**Short exercise**
Copy out, word for word, the material from the line containing "Put a dot on every instance of the red" through the final line, both ends included. Leave out the pictures.

**Records for this exercise**
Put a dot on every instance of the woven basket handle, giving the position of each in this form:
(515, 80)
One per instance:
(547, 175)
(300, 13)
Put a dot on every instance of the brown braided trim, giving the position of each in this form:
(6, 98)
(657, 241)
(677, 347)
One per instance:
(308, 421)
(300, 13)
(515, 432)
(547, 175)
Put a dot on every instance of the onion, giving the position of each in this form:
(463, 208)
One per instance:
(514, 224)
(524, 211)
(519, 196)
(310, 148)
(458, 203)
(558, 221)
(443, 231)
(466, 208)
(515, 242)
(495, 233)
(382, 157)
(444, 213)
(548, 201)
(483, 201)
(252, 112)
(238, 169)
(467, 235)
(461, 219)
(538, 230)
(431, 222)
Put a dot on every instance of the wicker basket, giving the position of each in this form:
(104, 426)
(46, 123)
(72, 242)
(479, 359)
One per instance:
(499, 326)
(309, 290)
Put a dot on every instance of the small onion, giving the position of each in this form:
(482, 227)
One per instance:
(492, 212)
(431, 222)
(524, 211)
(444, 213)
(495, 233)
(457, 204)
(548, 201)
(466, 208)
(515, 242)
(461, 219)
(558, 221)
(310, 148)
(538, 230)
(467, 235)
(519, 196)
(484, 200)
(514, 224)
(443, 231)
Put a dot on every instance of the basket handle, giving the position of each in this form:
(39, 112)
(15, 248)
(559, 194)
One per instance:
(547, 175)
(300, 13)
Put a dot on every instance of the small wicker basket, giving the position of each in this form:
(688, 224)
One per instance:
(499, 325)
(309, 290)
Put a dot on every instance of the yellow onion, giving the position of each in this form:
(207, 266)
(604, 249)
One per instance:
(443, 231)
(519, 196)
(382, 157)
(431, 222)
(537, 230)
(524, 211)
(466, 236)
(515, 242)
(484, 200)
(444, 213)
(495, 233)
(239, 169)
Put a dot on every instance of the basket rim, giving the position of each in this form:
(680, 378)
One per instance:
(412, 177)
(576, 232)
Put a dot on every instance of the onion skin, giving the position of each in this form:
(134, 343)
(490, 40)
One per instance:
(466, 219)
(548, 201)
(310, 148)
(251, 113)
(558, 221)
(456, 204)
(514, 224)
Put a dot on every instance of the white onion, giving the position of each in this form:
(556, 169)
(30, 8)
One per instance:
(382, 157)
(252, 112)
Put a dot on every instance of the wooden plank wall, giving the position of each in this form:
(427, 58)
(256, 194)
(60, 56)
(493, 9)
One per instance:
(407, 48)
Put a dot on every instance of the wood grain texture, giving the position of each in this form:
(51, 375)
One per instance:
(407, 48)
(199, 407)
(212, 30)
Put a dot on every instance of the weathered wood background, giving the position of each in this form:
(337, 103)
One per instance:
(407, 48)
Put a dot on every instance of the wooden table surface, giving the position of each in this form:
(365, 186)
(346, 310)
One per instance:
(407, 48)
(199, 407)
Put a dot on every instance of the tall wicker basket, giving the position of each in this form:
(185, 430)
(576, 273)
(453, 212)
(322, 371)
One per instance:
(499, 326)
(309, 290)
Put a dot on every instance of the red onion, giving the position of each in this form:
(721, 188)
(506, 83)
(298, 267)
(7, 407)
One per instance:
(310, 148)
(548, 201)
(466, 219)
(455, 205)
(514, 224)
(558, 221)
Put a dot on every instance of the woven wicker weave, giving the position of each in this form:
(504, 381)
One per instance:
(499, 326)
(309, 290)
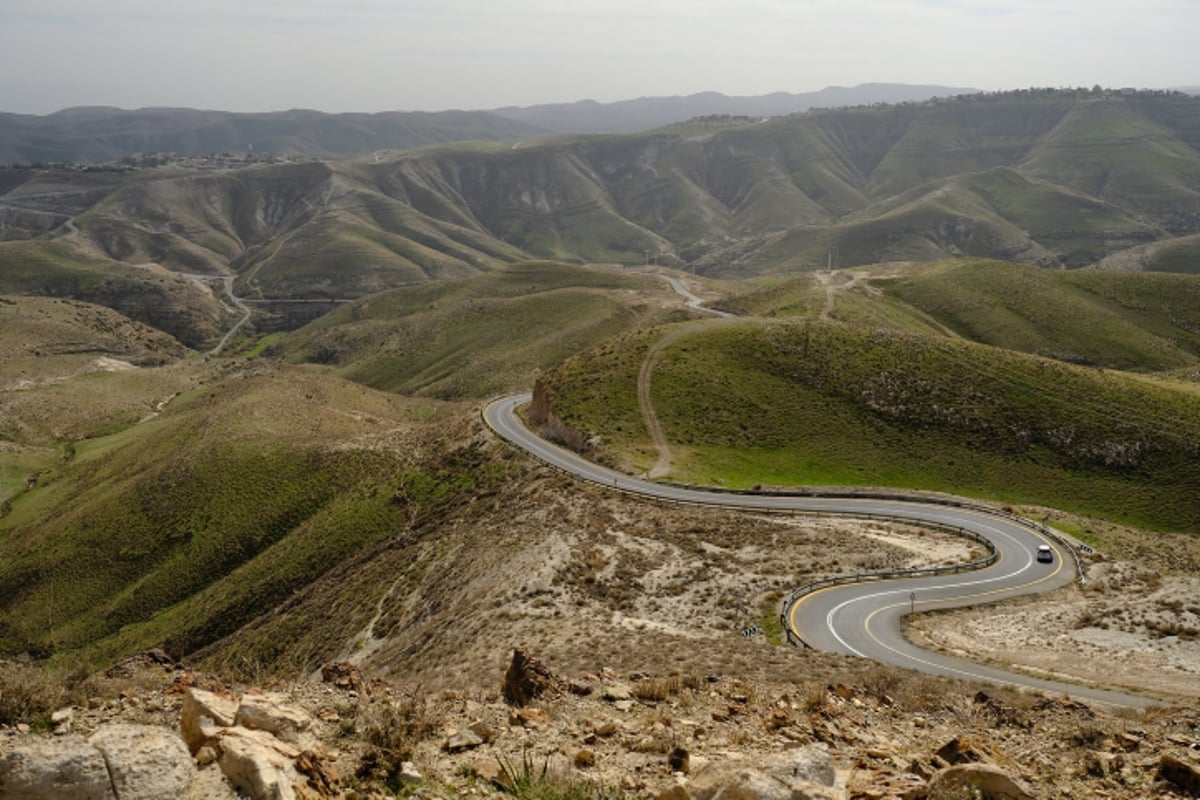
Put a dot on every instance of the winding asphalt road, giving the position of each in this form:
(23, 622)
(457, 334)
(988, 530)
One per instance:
(864, 618)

**Output below**
Put a dot on every instance of the red onion, giving the position of each in this form:
(721, 188)
(506, 83)
(298, 267)
(7, 407)
One per instance:
(310, 148)
(548, 201)
(466, 219)
(455, 205)
(514, 224)
(558, 221)
Put a dot on every instance of the woven wicker weave, giving the position of each in this form:
(504, 381)
One per instance:
(499, 326)
(309, 290)
Put a dot on every instance of the winding asphalt road, giving the position of each in this form:
(23, 622)
(457, 334)
(988, 530)
One per instance:
(864, 618)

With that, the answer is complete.